WHAT YOU ARE ASKED TO DO: Give the listing below again exactly, but without any of its pictures.

RAW DATA:
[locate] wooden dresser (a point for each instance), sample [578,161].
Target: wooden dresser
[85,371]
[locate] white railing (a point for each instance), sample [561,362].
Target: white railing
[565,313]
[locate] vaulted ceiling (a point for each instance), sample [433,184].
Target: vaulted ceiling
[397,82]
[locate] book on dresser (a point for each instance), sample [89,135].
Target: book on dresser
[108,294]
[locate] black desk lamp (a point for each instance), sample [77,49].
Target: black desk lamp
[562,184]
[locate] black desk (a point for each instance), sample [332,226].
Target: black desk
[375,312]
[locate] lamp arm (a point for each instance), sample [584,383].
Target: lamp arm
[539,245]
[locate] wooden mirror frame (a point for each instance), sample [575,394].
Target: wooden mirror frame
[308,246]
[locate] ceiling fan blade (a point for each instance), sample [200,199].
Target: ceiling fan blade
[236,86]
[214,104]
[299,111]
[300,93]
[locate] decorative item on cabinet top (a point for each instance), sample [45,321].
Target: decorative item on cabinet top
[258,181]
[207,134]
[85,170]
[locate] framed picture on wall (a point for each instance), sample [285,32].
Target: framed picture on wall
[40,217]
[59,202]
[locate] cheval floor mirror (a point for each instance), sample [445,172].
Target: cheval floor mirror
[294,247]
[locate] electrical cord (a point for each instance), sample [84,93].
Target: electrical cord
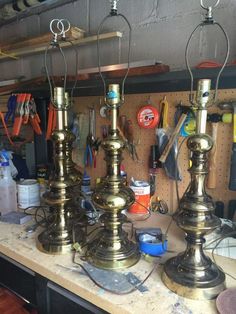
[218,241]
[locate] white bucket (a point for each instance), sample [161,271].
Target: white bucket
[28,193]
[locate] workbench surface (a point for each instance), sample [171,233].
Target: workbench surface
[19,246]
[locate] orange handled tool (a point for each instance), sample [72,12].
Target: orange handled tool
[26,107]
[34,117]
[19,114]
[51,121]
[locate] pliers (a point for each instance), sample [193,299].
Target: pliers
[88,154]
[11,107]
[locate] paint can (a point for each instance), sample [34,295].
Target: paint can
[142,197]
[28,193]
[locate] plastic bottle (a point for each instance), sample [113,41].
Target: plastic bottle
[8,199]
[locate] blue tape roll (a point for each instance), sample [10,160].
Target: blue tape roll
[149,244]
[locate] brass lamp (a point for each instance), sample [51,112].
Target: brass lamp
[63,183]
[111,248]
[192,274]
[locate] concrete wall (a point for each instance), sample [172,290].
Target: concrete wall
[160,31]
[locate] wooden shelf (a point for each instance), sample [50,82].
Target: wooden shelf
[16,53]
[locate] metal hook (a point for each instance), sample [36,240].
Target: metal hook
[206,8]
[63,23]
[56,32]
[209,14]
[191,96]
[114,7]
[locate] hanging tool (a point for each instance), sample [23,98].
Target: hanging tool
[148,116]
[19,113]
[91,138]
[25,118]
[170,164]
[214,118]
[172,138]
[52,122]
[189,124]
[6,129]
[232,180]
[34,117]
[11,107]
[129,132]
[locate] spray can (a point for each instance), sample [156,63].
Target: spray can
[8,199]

ANSWER:
[locate] wooden dresser (a point for each instance), sample [578,161].
Target: wooden dresser
[85,371]
[locate] white railing (a point for each instance), sample [561,362].
Target: white railing
[565,313]
[locate] vaulted ceiling (a point for each instance), sample [433,184].
Target: vaulted ceiling
[397,82]
[locate] book on dresser (a point for each instance), sample [89,135].
Target: book on dresser
[108,294]
[locate] black desk lamp (a point for each instance), sample [77,49].
Target: black desk lamp
[562,184]
[locate] black desk (a point for each instance), sample [332,226].
Target: black desk
[375,312]
[locate] lamp arm (a point for each instance), sample [584,383].
Target: lamp arm
[539,245]
[locate] wooden mirror frame (a point for each instance), sample [575,394].
Target: wooden mirror frame
[308,246]
[locate] ceiling fan blade (a point for each instance), sample [200,199].
Target: ceiling fan blade
[236,86]
[214,104]
[299,111]
[300,93]
[locate] decorative item on cabinet top (a point for each instance), sample [45,321].
Target: decorative item on cabinet top
[258,181]
[207,134]
[85,170]
[locate] framed picture on wall (a point for each instance), sample [285,32].
Target: framed picture on wall
[40,217]
[59,202]
[locate] cheval floor mirror (a point for each instance), sample [445,172].
Target: cheval floor mirror
[294,247]
[locate] electrical cord (a point for each instance), sample [84,93].
Target: electrical cord
[218,241]
[locate] white bucket (a point for each instance), sample [161,271].
Target: white bucket
[28,193]
[locate] workbench surface (a point for each instance), sample [171,233].
Target: workbench surface
[19,246]
[locate] orange handled tool (a point for each instance), sample [72,12].
Target: orange handled tool
[26,107]
[34,117]
[19,114]
[51,121]
[locate] pliers (a point for each instance), sample [193,299].
Target: pliers
[88,154]
[11,107]
[locate] paint can (a point for each instance), sample [34,295].
Target: paint can
[142,197]
[28,193]
[locate] plastic bottle (a point for each instance), sample [113,41].
Target: plastic bottle
[8,199]
[locate] blue tape roll (a point for each instance), sample [10,160].
Target: blue tape roll
[149,244]
[locate] brass lamp (a point for each instance), sample [51,112].
Target: brass lamp
[63,183]
[111,248]
[192,274]
[locate] concrete wall (a point for each instance), sample [172,290].
Target: concrete wall
[160,31]
[locate] wooden shelf (a point for each instance), sample [50,82].
Target: wooden shelf
[16,53]
[locate] metal hook (a point for each instance), sample [36,240].
Target: metal hook
[206,8]
[63,23]
[56,32]
[209,14]
[191,96]
[114,7]
[locate] hanging tool (a point for each instance), sample [23,98].
Target: hanging tool
[148,116]
[19,113]
[91,138]
[25,118]
[170,164]
[214,118]
[172,138]
[52,122]
[189,124]
[6,129]
[232,180]
[34,117]
[11,107]
[129,132]
[locate] spray can (a point for each instance), sample [156,63].
Target: spray can
[8,199]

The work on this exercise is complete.